All of which I guess means, that I have no idea what you set out to achieve :(

With the rise and rise of 'Social' network sites: 'Computers are making people easier to use everyday'
Examine what is said, not who speaks -- Silence betokens consent -- Love the truth but pardon error.
"Science is about questioning the status quo. Questioning authority".
In the absence of evidence, opinion is indistinguishable from prejudice.
BrowserUk,
I feel like this should be an episode of Doctor Who with incongruent time lines.

At the time I responded to the clarification of what I meant by inversely proportional, I had already moved on from thinking it was an appropriate solution. I only clarified for the sake of completeness. What I should have said was something along the lines of:

Not that it matters since I now realize it does not solve my problem but there is a difference between having an inverse relationship and being inversly proportional. The idea that the more popular an animal is the fewer questions it should take to identify is an inverse relationship. When I said inversly proportional I meant that the product of popularity to questions should be a constant defining exactly how many questions should be asked. In the end, I was wrong.

As for what I am trying to achieve - I am attempting to build on top of Huffman coding. Let's say you have a file that you have done single byte frequency analysis on and generated a Huffman code tree. You notice that a few of the branches only have 1 leaf entry instead of 2. You decide you want to fill in those "holes" with with the highest frequency 2 byte pairs in the file. You fill in the first hole but before moving on to the next one, you realize a problem. The frequency analysis of the single bytes requires recalculating which means rebuilding the tree which means different holes.

I am not sure if that makes any more sense. I took the weekend off from thinking about it in hopes that I would have clarity today but it is still a jumbled pile of mud in my mind.

Cheers - L~R

Hm. No mention of Huffman or frequency analysis in the OP, but whatever.

:: Given instruction 1 ::
Which lines in the listing below contain the word "concrete"? Copy each of them, treating uppercase and lowercase as different.

:: Extracted records ::
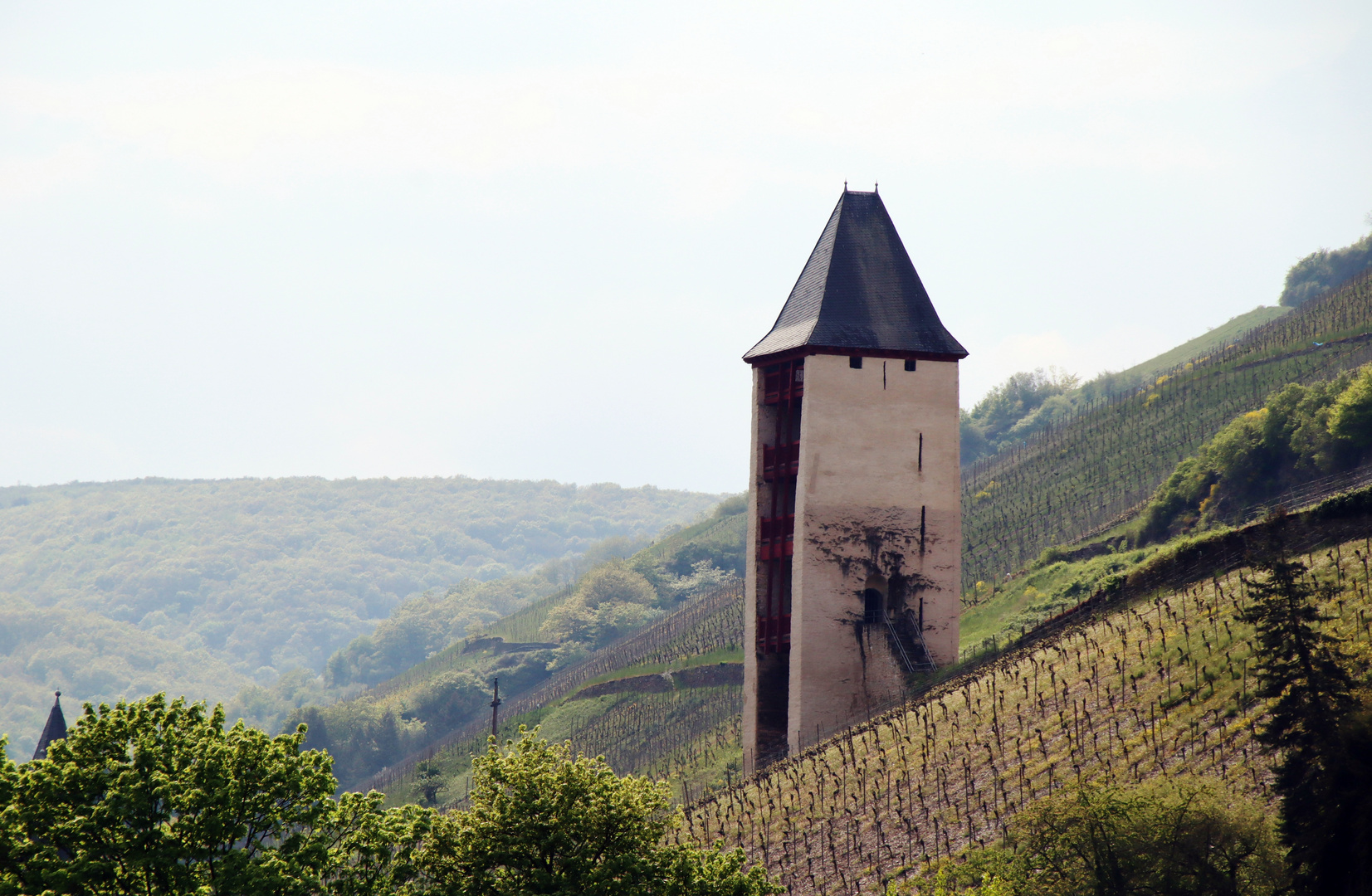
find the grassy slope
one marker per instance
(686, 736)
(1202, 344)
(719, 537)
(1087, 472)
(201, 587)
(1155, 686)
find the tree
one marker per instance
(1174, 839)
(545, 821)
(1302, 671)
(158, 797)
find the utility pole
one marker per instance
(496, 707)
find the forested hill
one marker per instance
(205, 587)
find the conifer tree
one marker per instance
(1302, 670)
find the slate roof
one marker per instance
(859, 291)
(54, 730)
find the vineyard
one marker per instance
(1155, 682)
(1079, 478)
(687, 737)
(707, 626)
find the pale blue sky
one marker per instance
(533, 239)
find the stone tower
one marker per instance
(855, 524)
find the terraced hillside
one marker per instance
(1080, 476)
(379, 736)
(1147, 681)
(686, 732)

==

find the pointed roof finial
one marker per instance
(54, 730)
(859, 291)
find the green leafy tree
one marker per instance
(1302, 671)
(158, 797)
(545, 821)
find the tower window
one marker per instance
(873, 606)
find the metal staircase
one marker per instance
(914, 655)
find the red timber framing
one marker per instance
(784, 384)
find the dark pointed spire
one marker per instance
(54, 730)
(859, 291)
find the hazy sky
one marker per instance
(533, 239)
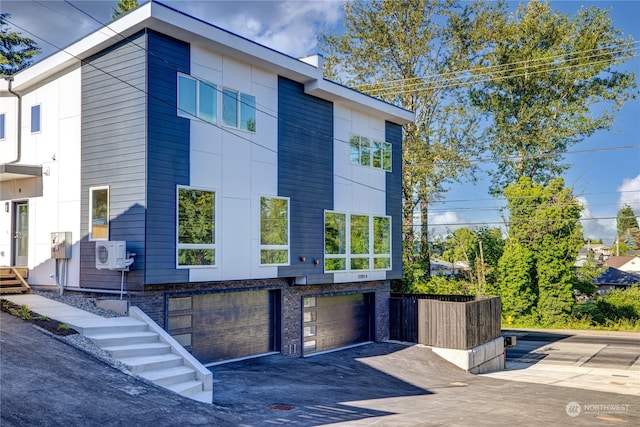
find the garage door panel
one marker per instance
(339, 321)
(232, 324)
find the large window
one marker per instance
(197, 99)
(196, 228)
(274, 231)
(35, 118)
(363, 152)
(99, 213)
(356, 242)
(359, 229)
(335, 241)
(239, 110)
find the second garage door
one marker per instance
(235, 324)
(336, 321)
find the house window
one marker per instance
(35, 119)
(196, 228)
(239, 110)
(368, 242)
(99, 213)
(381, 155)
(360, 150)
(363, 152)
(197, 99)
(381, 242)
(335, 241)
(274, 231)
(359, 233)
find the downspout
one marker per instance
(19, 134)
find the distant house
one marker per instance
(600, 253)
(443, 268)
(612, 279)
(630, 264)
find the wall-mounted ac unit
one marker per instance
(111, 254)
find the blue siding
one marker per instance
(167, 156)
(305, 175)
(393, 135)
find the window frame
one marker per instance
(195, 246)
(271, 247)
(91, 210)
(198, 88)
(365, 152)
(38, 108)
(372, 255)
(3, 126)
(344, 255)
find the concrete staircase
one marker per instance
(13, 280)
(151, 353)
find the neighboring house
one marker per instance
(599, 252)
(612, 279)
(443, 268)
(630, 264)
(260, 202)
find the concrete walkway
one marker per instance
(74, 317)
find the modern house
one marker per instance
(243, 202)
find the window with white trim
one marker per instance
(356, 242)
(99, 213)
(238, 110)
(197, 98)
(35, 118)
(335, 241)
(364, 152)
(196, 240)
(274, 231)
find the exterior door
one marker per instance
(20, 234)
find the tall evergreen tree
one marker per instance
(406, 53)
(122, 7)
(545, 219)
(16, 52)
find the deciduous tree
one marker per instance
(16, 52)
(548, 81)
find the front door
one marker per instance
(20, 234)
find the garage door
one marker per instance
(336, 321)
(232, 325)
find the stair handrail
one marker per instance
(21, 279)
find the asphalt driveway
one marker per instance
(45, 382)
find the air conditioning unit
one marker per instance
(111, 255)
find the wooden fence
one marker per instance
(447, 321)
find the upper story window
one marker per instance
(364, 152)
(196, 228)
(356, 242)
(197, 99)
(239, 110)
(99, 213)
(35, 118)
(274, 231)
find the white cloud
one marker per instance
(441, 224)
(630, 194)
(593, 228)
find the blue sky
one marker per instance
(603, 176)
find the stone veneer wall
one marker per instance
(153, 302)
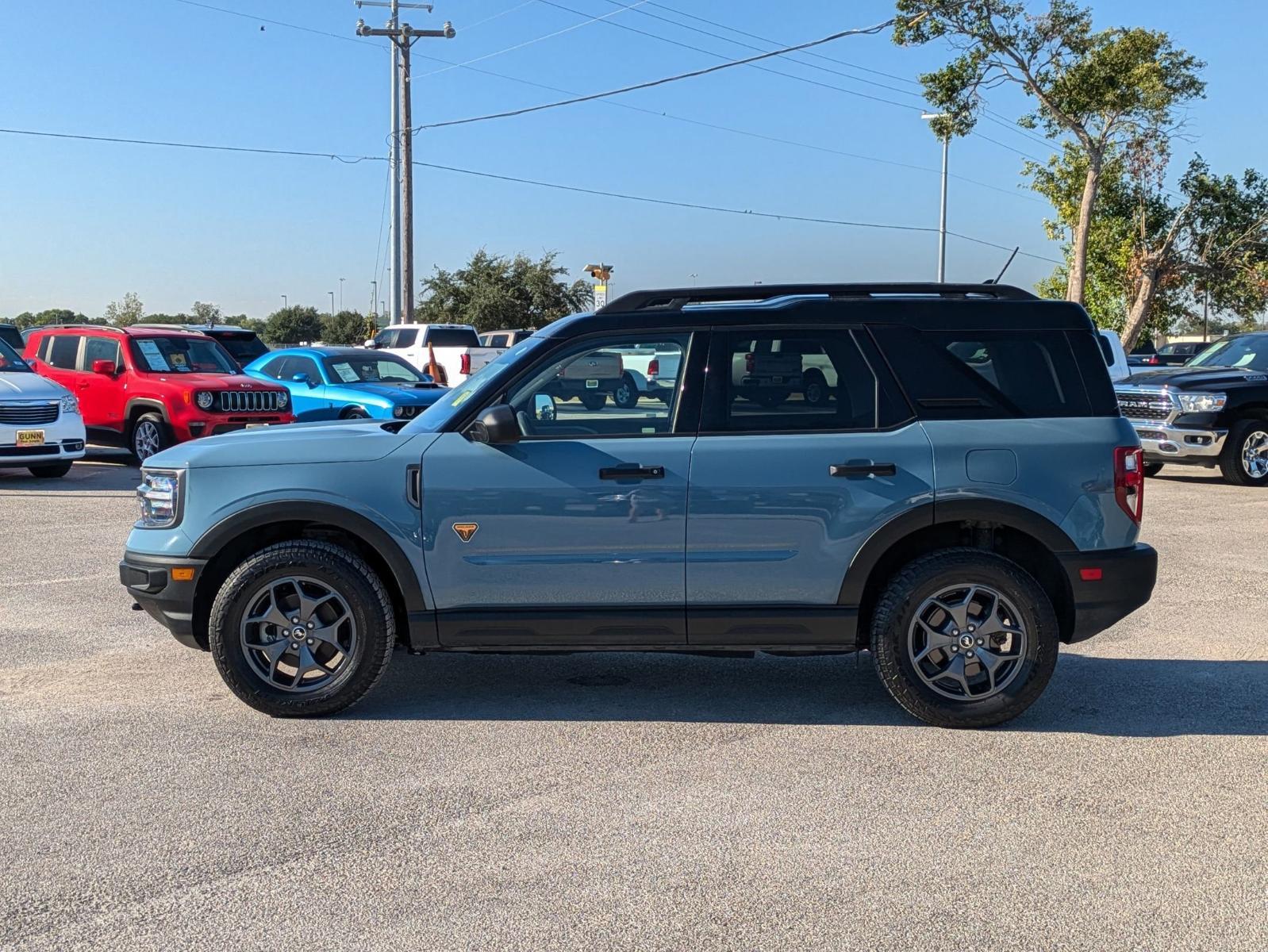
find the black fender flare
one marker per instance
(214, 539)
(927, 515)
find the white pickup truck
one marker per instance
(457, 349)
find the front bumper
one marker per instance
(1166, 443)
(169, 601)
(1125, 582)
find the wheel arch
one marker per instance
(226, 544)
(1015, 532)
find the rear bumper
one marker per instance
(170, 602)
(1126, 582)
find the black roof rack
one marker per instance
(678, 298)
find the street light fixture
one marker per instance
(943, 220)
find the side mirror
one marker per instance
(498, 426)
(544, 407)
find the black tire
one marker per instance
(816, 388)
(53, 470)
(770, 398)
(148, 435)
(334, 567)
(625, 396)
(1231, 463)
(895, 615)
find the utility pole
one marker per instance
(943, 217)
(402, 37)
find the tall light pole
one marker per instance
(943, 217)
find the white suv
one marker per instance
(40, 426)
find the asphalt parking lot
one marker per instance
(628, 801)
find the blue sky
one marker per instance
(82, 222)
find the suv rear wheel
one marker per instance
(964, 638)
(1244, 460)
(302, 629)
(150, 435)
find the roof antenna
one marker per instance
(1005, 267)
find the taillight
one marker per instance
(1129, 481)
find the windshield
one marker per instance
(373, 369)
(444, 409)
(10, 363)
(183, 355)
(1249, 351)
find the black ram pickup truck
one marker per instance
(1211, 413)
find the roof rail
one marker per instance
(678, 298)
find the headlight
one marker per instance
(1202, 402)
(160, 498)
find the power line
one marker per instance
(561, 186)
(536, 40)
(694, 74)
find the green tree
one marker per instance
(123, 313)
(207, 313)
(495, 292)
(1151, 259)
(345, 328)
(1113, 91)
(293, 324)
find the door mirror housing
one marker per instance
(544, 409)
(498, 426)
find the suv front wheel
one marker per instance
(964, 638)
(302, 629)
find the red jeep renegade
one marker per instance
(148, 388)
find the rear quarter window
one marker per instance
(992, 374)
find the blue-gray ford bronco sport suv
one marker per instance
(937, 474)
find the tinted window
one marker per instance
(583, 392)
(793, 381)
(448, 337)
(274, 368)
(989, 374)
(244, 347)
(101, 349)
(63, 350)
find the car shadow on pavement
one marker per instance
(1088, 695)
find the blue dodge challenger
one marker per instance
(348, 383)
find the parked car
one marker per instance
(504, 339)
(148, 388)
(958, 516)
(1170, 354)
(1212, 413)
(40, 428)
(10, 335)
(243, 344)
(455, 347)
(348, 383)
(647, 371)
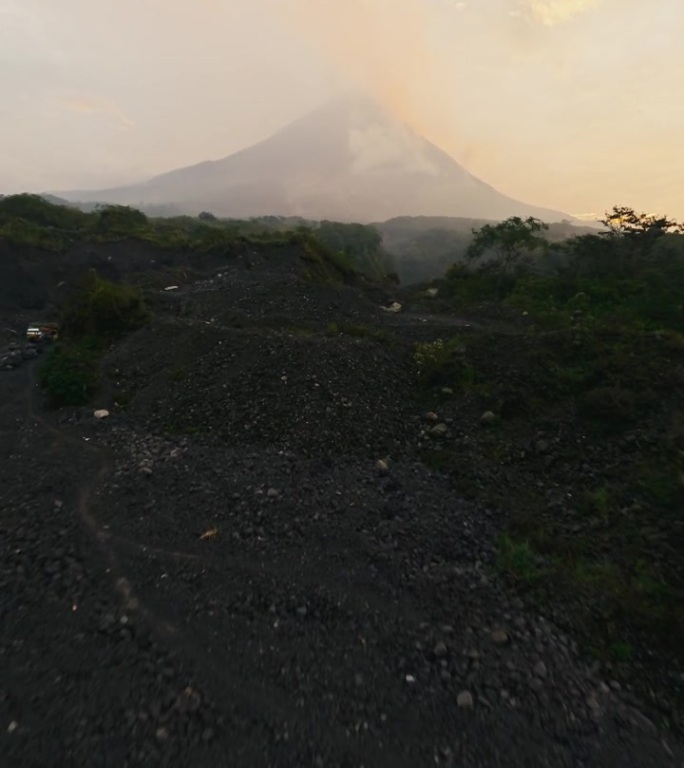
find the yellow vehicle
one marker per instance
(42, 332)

:: Given instruction 2 ::
In the forum thread above, what does the writer want to fill the "holes" in the Huffman code tree with?

:: Solution 1 ::
find the concrete staircase
find the concrete walkway

:: Solution 2 ::
The highest-frequency 2-byte pairs in the file.